Start of Supplied data

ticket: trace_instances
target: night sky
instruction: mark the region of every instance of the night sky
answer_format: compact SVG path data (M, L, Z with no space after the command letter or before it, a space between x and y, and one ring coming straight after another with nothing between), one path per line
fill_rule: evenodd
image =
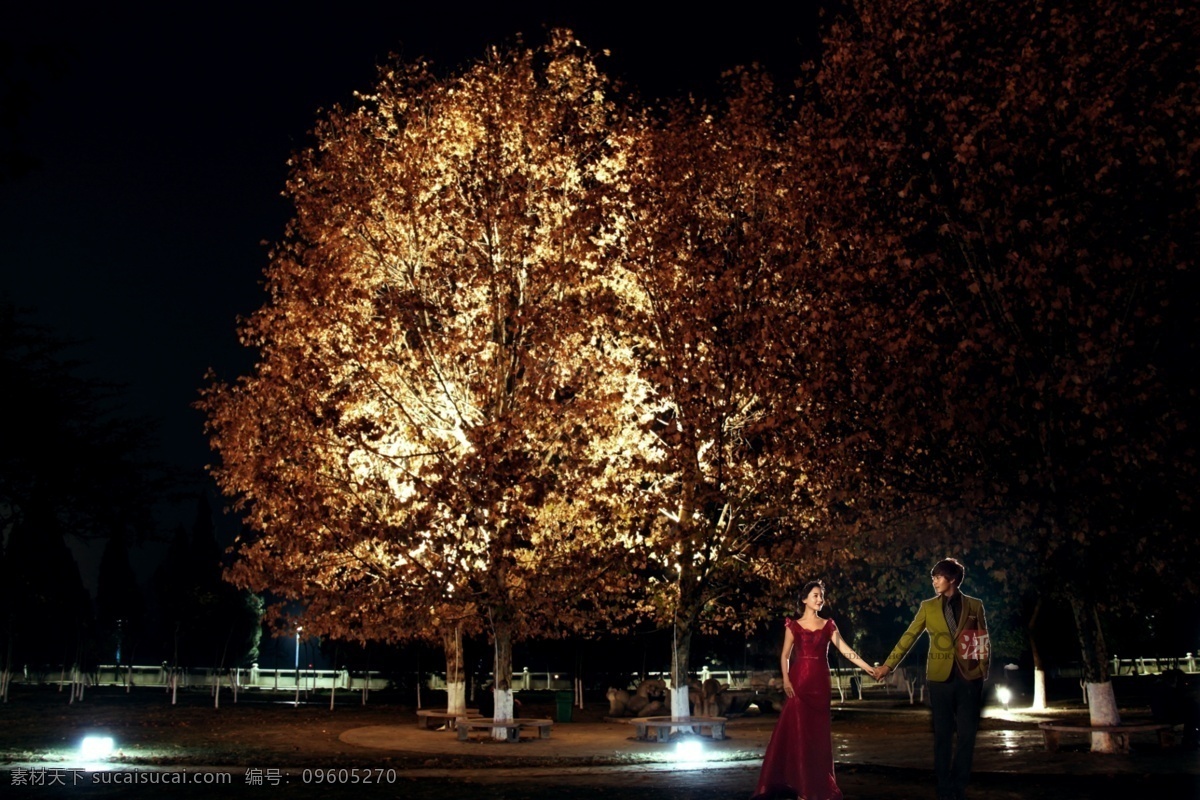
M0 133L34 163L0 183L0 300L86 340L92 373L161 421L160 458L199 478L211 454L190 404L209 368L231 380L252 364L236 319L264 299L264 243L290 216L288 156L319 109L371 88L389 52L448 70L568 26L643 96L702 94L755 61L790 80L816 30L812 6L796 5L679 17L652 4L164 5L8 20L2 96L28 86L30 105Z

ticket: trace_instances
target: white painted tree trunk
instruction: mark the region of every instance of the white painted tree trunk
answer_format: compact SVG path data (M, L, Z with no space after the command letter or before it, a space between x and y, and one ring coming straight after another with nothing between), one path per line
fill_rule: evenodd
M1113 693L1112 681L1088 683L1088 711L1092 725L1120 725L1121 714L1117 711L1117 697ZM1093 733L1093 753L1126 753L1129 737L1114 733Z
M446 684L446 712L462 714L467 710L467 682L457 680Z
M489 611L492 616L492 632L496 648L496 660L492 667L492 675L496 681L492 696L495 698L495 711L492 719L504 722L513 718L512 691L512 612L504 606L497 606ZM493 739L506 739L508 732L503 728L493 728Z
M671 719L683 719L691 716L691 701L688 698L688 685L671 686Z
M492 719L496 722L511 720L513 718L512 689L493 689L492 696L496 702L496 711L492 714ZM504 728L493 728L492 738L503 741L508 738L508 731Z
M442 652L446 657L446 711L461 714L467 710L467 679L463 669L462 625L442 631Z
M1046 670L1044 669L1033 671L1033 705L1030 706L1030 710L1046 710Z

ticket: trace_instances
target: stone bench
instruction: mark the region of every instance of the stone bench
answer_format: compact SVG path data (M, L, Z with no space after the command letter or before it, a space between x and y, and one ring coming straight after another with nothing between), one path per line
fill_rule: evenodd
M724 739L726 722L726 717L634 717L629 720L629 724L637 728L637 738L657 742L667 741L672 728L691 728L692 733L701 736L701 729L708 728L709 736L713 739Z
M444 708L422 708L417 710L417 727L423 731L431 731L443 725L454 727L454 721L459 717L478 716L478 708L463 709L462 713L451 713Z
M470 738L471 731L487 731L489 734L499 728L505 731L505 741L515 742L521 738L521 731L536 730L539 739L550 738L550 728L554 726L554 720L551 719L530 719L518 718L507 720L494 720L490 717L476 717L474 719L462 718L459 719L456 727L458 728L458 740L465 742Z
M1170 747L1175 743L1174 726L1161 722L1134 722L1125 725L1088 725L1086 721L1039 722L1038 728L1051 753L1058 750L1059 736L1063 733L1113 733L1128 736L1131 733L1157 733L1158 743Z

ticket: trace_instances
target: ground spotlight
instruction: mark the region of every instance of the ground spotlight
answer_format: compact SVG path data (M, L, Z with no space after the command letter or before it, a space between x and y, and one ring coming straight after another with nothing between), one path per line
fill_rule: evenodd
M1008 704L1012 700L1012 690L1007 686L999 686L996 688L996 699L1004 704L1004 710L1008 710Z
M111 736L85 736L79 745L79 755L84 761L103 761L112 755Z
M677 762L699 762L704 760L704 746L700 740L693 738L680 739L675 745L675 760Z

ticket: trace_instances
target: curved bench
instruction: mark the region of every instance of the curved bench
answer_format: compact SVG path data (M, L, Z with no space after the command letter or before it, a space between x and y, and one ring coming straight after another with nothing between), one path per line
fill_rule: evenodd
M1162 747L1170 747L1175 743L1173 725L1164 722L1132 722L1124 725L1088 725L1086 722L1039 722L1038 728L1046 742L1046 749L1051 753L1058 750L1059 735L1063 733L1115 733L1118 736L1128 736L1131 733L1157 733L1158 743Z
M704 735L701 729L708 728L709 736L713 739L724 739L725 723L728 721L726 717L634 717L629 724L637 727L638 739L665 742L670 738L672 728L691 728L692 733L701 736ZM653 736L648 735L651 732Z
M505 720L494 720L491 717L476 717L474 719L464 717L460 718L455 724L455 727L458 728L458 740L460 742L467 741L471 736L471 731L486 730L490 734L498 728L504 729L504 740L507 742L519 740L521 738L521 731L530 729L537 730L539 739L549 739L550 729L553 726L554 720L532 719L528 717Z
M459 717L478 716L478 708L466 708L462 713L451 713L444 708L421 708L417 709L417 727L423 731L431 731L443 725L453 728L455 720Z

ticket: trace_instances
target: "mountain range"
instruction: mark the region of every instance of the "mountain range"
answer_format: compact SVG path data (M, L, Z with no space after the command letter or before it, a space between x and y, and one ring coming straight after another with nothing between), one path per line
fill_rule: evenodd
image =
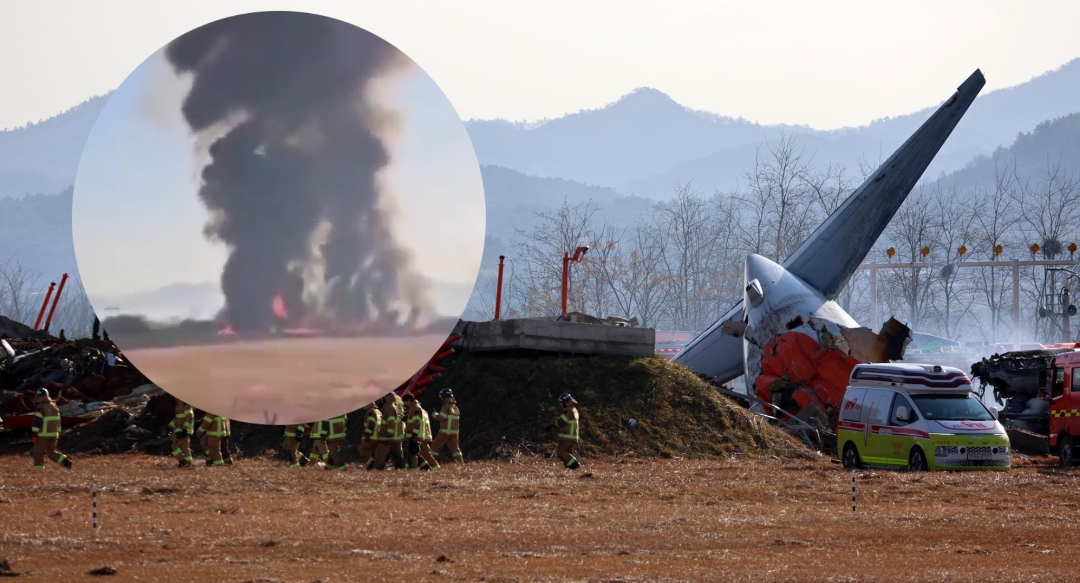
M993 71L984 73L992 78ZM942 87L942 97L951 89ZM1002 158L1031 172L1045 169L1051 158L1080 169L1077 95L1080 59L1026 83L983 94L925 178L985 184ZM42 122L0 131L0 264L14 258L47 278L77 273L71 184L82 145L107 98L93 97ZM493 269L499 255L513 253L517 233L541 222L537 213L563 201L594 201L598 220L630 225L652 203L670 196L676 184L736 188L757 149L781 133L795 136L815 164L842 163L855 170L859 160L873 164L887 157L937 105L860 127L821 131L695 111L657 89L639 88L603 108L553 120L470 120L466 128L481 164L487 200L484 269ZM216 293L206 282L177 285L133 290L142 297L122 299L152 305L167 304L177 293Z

End of Supplied data

*Problem description*
Nothing but the lines from the line containing "target: curved bench" through the end of the records belongs in the answer, written out exactly, both ends included, without pictures.

*Written answer*
target: curved bench
instruction: mark the region of every instance of the curved bench
answer_format: compact SVG path data (M, L, Z with no space after the command letter or before it, a space between x and y, and one ring coming straight after another with nothing between), one path per line
fill_rule: evenodd
M1162 747L1170 747L1175 743L1173 725L1164 722L1132 722L1124 725L1088 725L1086 722L1039 722L1038 728L1046 742L1046 749L1051 753L1058 750L1059 735L1063 733L1115 733L1118 736L1128 736L1131 733L1157 733L1158 743Z
M704 735L701 729L708 728L709 736L713 739L724 739L725 723L728 721L726 717L634 717L629 724L637 727L638 739L665 742L670 738L672 728L691 728L692 733L701 736ZM653 736L648 735L651 732Z
M505 720L494 720L491 717L476 717L474 719L464 717L460 718L455 724L455 727L458 728L458 740L460 742L467 741L471 736L471 731L486 730L490 734L498 728L504 729L504 740L507 742L519 740L521 738L521 731L530 729L537 730L539 739L549 739L550 729L553 726L554 720L532 719L528 717Z
M459 717L478 716L478 708L466 708L462 713L451 713L444 708L421 708L417 709L417 727L423 731L431 731L443 725L453 728L455 720Z

ticket: trace_instances
target: "mountain range"
instruction: mark the region of every instance of the "mountain range"
answer_format: compact SVG path data (M, L, Z with no space after the command letter or before it, a space between x and y, and one ring coming straight after another with nothing between), one path per line
fill_rule: evenodd
image =
M993 71L984 73L992 78ZM942 87L942 97L951 89ZM1002 158L1031 172L1045 169L1051 158L1080 169L1077 95L1080 59L1026 83L983 94L925 178L985 184ZM42 122L0 131L0 264L14 258L47 278L77 273L71 184L82 145L107 98L93 97ZM493 269L499 255L513 253L517 233L541 222L537 213L563 201L594 201L598 220L630 225L652 203L670 196L676 184L736 188L757 149L781 133L795 136L815 164L842 163L855 170L859 160L873 164L887 157L937 105L860 127L821 131L695 111L657 89L639 88L603 108L553 120L470 120L466 128L481 164L487 200L484 269ZM216 293L206 282L177 285L133 290L142 297L122 299L152 305L167 304L177 293Z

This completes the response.